Dataset items
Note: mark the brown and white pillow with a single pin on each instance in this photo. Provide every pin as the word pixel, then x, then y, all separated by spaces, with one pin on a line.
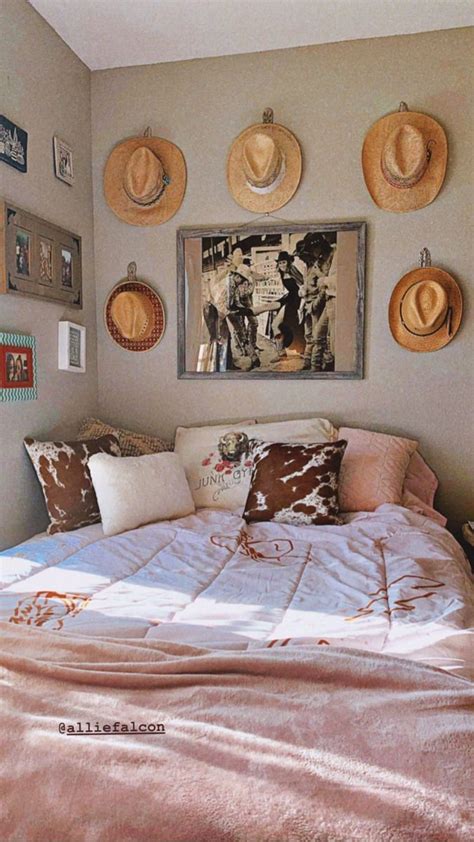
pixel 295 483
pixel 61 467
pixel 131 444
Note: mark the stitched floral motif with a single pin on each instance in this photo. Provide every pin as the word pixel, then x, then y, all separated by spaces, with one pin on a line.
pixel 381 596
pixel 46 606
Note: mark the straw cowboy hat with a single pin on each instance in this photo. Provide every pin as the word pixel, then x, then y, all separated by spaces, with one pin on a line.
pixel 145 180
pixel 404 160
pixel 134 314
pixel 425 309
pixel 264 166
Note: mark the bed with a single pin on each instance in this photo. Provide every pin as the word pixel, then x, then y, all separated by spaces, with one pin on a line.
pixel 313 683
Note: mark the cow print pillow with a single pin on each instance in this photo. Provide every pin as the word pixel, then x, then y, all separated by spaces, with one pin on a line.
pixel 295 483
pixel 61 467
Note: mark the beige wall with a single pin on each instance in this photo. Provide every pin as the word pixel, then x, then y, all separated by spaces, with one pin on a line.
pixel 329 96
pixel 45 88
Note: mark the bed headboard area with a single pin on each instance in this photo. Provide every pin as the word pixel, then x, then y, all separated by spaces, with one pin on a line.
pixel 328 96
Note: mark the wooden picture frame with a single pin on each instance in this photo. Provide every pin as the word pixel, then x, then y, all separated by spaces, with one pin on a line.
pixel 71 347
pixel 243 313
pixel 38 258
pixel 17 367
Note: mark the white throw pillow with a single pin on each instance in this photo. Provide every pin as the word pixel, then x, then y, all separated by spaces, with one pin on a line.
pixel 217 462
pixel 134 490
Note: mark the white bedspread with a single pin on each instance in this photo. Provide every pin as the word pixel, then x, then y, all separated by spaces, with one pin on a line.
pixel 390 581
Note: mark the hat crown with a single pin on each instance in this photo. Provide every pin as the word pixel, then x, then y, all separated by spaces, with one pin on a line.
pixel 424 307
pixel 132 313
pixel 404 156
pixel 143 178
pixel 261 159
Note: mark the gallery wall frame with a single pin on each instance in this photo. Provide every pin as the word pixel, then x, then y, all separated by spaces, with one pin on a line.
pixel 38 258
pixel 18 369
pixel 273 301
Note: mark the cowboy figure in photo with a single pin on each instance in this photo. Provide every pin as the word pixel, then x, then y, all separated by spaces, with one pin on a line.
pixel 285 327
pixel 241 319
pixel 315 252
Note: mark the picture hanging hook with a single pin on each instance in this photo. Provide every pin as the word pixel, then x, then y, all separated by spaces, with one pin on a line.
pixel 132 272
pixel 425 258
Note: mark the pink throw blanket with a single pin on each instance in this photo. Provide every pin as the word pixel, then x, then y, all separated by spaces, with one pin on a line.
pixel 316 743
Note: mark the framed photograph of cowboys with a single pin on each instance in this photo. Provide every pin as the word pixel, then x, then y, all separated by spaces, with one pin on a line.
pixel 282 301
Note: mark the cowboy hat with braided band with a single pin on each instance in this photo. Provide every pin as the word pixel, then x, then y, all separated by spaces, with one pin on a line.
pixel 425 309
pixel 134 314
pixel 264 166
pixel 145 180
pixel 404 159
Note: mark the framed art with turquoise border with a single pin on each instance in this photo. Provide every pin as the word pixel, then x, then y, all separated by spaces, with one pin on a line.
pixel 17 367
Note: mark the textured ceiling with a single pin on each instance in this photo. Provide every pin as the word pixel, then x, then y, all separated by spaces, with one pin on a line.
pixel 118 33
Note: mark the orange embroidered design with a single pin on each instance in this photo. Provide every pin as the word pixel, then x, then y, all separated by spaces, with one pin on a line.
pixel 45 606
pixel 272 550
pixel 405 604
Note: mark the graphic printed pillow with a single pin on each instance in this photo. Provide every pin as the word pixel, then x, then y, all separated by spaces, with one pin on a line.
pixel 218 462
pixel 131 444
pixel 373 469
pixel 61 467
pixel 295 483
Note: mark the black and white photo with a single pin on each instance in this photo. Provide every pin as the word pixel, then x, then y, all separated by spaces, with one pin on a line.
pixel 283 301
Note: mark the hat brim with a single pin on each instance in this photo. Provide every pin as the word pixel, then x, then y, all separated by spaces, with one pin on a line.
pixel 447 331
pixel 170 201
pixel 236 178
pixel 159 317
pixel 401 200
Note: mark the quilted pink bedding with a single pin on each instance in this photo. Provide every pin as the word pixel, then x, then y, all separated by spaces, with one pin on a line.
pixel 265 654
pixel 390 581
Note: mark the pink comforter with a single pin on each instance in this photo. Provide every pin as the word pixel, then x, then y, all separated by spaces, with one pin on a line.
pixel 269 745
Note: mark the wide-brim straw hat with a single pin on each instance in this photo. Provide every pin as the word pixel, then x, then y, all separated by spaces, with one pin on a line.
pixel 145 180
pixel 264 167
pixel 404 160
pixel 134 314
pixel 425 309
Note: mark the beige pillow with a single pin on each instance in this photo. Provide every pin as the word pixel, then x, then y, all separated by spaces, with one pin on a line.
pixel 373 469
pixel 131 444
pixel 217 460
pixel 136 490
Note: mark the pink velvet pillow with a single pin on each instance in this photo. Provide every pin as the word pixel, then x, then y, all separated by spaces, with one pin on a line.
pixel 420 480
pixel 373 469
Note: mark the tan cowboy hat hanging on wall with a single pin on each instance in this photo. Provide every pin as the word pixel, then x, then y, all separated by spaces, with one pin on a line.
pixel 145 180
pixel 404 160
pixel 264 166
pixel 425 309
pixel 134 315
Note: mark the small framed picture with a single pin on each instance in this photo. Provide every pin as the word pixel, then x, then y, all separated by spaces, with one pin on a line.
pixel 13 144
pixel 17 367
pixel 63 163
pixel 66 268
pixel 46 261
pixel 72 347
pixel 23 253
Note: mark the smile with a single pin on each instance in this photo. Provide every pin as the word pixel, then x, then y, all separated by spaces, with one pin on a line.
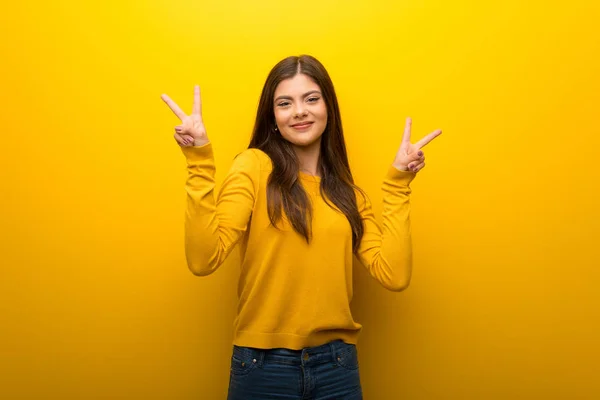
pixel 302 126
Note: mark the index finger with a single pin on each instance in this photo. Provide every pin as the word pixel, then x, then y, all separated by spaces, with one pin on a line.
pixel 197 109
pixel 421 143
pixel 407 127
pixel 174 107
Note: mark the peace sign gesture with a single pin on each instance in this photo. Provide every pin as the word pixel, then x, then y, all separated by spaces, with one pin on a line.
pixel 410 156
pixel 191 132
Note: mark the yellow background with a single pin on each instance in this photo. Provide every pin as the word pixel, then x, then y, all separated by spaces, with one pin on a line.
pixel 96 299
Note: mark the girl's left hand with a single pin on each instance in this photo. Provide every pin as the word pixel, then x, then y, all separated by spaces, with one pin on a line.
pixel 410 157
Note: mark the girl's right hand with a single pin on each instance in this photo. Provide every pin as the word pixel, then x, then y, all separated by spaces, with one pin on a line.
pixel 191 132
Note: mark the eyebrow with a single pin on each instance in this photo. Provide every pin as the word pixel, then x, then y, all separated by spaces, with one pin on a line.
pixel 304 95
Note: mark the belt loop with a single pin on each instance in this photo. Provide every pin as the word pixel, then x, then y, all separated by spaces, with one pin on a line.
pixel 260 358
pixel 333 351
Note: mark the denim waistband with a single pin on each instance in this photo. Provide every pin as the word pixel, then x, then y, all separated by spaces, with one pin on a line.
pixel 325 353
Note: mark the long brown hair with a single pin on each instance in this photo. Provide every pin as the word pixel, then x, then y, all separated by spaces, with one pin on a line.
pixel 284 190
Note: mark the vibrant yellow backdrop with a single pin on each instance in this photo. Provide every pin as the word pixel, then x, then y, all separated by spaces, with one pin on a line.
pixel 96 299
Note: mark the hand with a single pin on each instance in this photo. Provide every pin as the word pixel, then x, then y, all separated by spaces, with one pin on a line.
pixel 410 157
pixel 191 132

Exercise: Reproduce the stretch of items from the line containing "Note: mark the belt" through the last line of the items, copying every line without any change.

Solution for this exercise:
Note: mark the belt loop with a single pin on each instance in this photo. Provide every pin as the word pixel, then x, then y, all separated by spaces, with one pin on a line.
pixel 260 358
pixel 333 351
Note: mark the denim waistband with a single pin on each instance in this photo. Provide every pin as the word pixel, then x, then y, all separated by spaces, with one pin on a line.
pixel 325 353
Note: mark the long brown hair with a single pin on each instance in this photo. Provide every pin as the word pixel, then x, then y, all separated by spaces, with one pin on a line.
pixel 284 190
Note: mark the vibrant yellow backdrop with a single pin on each instance in this photo. Provide every pin as the word pixel, then x, then y, all separated by spaces, with one pin on a line.
pixel 96 299
Note: mark the hand with a single pin on each instance in this photo. Provide every pin as the word pixel, then x, then y, all separated by spaces, with one pin on a line.
pixel 410 157
pixel 191 132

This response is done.